→ Problem details: Return each line from the listing below that contains the string "item".

** start Records for processing **

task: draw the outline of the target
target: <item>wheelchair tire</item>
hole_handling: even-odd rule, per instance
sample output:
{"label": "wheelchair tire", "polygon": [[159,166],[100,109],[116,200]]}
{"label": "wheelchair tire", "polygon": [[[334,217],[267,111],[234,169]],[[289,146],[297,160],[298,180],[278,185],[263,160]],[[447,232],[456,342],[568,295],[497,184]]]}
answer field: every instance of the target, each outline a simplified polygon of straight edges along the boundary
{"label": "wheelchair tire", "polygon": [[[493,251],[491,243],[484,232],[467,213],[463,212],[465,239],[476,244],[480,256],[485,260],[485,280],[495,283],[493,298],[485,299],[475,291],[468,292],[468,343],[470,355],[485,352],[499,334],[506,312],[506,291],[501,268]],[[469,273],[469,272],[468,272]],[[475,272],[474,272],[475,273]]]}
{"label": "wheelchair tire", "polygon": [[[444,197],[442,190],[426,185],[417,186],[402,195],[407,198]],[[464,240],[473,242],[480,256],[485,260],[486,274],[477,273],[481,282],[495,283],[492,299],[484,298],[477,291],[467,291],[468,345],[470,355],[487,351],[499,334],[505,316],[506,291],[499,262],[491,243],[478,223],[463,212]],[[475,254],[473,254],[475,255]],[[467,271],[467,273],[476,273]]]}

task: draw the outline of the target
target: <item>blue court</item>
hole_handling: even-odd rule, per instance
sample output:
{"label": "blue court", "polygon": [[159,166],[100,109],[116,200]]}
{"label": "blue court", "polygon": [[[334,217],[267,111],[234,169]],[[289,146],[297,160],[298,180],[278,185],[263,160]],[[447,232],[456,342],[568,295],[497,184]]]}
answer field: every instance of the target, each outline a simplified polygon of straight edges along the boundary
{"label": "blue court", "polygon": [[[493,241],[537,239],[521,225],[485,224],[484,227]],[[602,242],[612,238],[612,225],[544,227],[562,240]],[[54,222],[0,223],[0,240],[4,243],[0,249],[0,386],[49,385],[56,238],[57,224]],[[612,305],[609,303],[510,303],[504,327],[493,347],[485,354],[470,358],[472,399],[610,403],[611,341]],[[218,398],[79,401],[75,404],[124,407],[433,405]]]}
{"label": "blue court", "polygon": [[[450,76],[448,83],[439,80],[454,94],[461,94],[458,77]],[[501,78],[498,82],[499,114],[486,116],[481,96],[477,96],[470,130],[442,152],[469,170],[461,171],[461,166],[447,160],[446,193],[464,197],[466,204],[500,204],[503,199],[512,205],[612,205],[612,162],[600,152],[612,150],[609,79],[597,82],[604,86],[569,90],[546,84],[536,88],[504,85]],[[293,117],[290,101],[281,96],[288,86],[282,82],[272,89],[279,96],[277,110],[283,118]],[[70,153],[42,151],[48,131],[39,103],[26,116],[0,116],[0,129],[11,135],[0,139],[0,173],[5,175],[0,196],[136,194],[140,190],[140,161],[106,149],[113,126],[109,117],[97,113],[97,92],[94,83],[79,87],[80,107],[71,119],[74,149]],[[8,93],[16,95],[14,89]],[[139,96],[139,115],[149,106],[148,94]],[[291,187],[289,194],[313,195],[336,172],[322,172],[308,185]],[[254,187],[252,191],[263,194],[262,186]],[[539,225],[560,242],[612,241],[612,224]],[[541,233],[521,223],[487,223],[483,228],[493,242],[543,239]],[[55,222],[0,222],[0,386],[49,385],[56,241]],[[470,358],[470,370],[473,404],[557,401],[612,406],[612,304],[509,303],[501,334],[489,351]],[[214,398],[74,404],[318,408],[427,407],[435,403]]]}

** end Records for processing **

→ Exercise output:
target: <item>wheelchair tire</item>
target: <item>blue court</item>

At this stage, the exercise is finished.